[TRAVAIL À FAIRE] Réécrivez le passage de l'entretien sur le métissage compris entre «Vous expliquez qu’au» et «prendra le dessus?», bornes incluses, en remplaçant «colons» par «colonisateurs».

[TEXTE À LIRE]
=====

Le métissage, modèle de cohabitation, fait-il peur aux responsables de partis d’extrême droite? © Getty Images

Enquête sur les métis en France: l’amour ne suffit pas pour contrer le racisme

Gérald Papy
Gérald Papy Rédacteur en chef adjoint

Après avoir été célébré, le métissage est exposé à la suspicion par la popularisation du discours d’extrême droite. Pourtant, le mythe métis subsiste, selon la sociologue Solène Brun.

En France, le métissage fait l’objet d’une véritable obsession, entre haine raciste animée par la peur d’attenter à la «pureté de la race», qui trouve ses racines dans la colonisation, et discours bienheureux qui le pare de la faculté de faire advenir une société postraciale, débarrassée du racisme. Chargée de recherche au CNRS, la sociologue Solène Brun enquête depuis plusieurs années sur la réalité quotidienne du métissage à travers, notamment, des entretiens avec des couples mixtes et leurs enfants. Derrière le mythe métis (1) est le fruit, passionnant, de ce travail. Elle analyse les enjeux sociétaux et politiques de cette question.

La question du métissage naît-elle avec la colonisation, avec la confrontation de populations blanches et non blanches?

Si on considère le métissage dans sa définition première de «mélange des races», oui. Un grand moment de la mise en contact de populations blanches et non blanches, notamment par la violence, est effectivement la colonisation. Mais il existe plusieurs acceptions au terme «métissage». Il est aussi utilisé pour désigner ce qui relève de mélanges plus culturels.

Vous expliquez qu’au moment de la colonisation, selon les pays et les époques, le métissage est vu tantôt comme un moyen d’assimiler les colonisés, tantôt comme un risque d’ensauvagement des colons. Est-ce la vision d’une «menace sur les colons» qui prendra le dessus?

Oui, sachant que ces deux dimensions sont très étroitement articulées. La première suggère que l’on va peut-être pouvoir améliorer les populations autochtones en les mélangeant aux Européens. Mais c’est effectivement la seconde qui prendra le dessus, la hantise du mélange qui est un obstacle au déploiement de l’ordre colonial, conçu aussi comme un ordre racial. L’obsession de la préservation de la pureté, de la transmission du sang, s’accommode mal du mélange.

L’ordre racial est-il souvent rappelé par le regard des autres?

L’assignation par autrui est déterminante parce qu’elle oriente les expériences sociales que les uns et les autres vivront. Vous pouvez ne pas vous définir comme noir. Mais si tout le monde vous considère comme tel et se comporte envers vous en tant que tel, cela aura de puissants effets, y compris, d’ailleurs, sur votre manière, finalement, de vous identifier vous-même.

=====

[EXTRAIT DE DONNÉES]
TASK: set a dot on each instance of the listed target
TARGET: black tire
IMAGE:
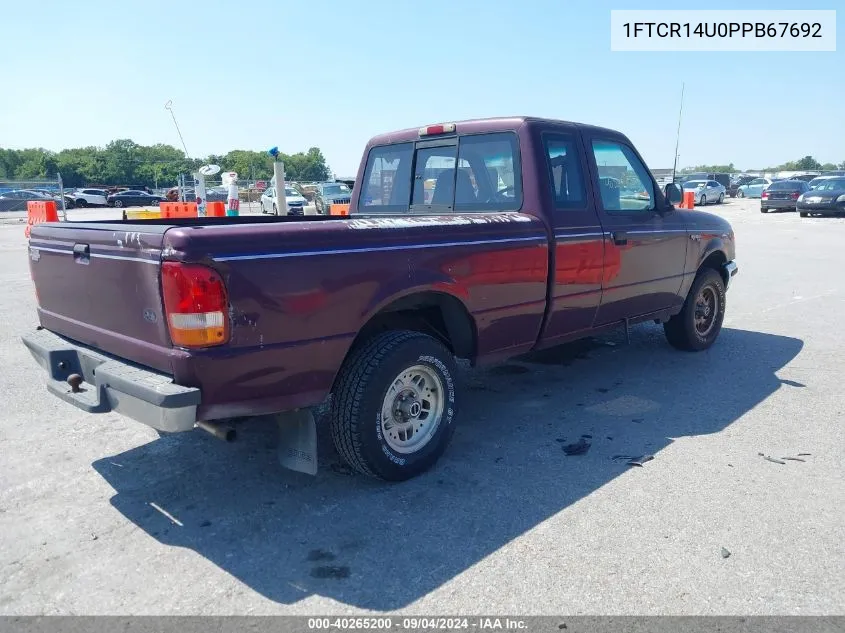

=====

[RÉPONSE PROPOSÉE]
Vous expliquez qu’au moment de la colonisation, selon les pays et les époques, le métissage est vu tantôt comme un moyen d’assimiler les colonisés, tantôt comme un risque d’ensauvagement des colonisateurs. Est-ce la vision d’une «menace sur les colonisateurs» qui prendra le dessus?